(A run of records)
________________________

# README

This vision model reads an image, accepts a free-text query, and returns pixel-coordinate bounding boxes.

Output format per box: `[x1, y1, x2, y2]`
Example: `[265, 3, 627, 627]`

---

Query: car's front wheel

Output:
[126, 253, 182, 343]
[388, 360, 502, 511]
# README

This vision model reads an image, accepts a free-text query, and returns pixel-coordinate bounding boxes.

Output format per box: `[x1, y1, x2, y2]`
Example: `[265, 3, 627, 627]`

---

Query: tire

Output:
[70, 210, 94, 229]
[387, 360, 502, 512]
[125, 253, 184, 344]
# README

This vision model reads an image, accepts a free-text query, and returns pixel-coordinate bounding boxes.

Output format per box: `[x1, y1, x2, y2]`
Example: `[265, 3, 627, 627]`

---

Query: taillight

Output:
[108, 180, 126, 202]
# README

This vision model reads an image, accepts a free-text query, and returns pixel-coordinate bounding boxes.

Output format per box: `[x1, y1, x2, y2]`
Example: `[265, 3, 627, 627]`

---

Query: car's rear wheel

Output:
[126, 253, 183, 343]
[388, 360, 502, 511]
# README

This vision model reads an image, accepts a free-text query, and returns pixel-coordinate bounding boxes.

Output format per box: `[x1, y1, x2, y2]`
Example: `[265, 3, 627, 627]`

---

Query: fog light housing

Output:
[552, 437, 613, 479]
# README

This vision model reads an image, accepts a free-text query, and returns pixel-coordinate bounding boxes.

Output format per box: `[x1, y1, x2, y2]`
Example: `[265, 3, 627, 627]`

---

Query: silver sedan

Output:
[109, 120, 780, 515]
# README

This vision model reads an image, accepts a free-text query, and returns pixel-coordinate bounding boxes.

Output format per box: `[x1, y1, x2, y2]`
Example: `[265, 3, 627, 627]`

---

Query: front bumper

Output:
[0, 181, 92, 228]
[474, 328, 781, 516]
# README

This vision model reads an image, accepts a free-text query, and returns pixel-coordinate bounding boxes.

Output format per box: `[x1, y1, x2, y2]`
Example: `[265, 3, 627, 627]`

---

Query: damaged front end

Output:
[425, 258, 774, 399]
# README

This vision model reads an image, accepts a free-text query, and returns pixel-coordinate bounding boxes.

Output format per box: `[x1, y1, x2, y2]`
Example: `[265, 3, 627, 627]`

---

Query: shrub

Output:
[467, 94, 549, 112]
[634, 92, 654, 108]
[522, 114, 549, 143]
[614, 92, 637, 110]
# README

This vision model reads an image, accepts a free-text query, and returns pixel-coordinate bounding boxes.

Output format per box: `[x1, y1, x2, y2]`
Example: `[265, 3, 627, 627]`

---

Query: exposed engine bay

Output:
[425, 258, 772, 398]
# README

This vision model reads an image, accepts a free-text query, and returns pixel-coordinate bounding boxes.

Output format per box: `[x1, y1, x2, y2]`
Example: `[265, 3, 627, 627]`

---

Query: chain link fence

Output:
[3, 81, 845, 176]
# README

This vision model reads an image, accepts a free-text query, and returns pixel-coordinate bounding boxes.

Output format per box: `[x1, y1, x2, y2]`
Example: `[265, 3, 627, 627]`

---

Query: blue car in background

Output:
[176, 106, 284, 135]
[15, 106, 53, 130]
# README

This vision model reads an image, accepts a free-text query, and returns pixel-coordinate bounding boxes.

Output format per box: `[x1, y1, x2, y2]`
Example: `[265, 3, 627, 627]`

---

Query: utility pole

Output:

________________________

The data above must be returned in full, exactly as written.

# README

This vision model reads an image, accepts a free-text query, and returns pixel-coordinate bounding boxes.

Output format per box: `[x1, y1, x2, y2]`
Example: `[265, 3, 627, 627]`

---

Query: car's front wheel

Output:
[126, 253, 182, 343]
[388, 360, 502, 511]
# README

This vision model reads an image, accepts a free-text query, and returns pixel-coordinate bounding boxes.

Output format per box: `[x1, y1, x2, y2]`
Example: `[265, 3, 627, 627]`

---

Query: tire

Output:
[70, 210, 94, 229]
[387, 360, 502, 512]
[125, 253, 184, 344]
# README

This vision model reads an image, accepts a free-text query, and returns pixel-coordinate bounding boxes.

Output format per box: `[x1, y1, x2, y2]`
Example: `[265, 3, 627, 627]`

---

Query: taillight

Output:
[108, 180, 126, 202]
# README

This vision model reads an image, accepts a free-text query, and returns pixel-coordinate bounding boxes.

Output format per box: `[x1, y1, x2, y2]`
Example: `[265, 3, 627, 627]`

---

Query: car's rear wheel

Output:
[126, 253, 183, 343]
[388, 360, 502, 511]
# README

This vision model reads an image, accepts a free-text query, and returns pixel-coordinate bounding boxes.

Output format per box: `[x1, y1, x2, y2]`
Example: `[265, 3, 627, 627]`

---

Query: fog light housing

Output:
[552, 437, 613, 479]
# README

This vision model reads an image, accepts a free-text query, and returns pixel-coordinate bounding boxes.

Output format per box: `[x1, y1, x2, y2]`
Example: `[265, 3, 627, 627]`

---

Query: silver sedan

Output:
[109, 120, 780, 515]
# README

This vision model reads an image, accepts a free-text query, and returns pixel-coordinate bounding boxes.

Output format per box: `[x1, y1, x2, y2]`
Example: `[265, 3, 627, 627]`

---

Query: front bumper

Output:
[0, 181, 92, 228]
[474, 328, 781, 516]
# README

This vision model reads an image, accepts a free-text query, and returns pixel-coordinate bounding boxes.

Output format per box: `[x1, y1, x2, y2]`
Example: `[265, 3, 627, 627]`

---

Query: damaged front end

Output:
[425, 258, 774, 399]
# README

This vision model reads an image, accepts a free-text query, and returns pixel-coordinate bounding boxes.

Output format per box: `[x1, y1, x2, y2]`
Example: `[265, 3, 627, 627]`

---

Query: shrub

Output:
[467, 94, 549, 112]
[634, 92, 654, 108]
[522, 114, 549, 143]
[614, 92, 637, 110]
# README

This vision model reads an image, accepts a free-text query, and returns pixel-coordinate bounding boxes.

Output format per box: `[x1, y1, x2, y2]`
Example: `[265, 3, 627, 627]`

---

Query: exposed engine bay

Output:
[425, 258, 772, 398]
# README

This vision model reads an image, accepts a free-text query, and returns pixel-coordinate bounding boxes.

Output format per box: `[x1, y1, x2, y2]`
Example: `[265, 3, 627, 627]`

---

Query: chain link fence

Output:
[3, 81, 845, 176]
# README

This vision model reads an image, accepts a free-text query, and returns pixel-coordinate bounding boxes.

Output format per box: `[x1, y1, x2, y2]`
Example: `[265, 3, 627, 627]`

---

Query: blue car in background

Output:
[176, 106, 284, 135]
[15, 106, 53, 130]
# README

This vision model reads an image, accepts a free-text query, and returns pixel-coordinate bounding boxes.

Output format per box: `[x1, y1, x2, y2]`
Example: `[265, 3, 627, 627]`

---

Query: utility pole

Output:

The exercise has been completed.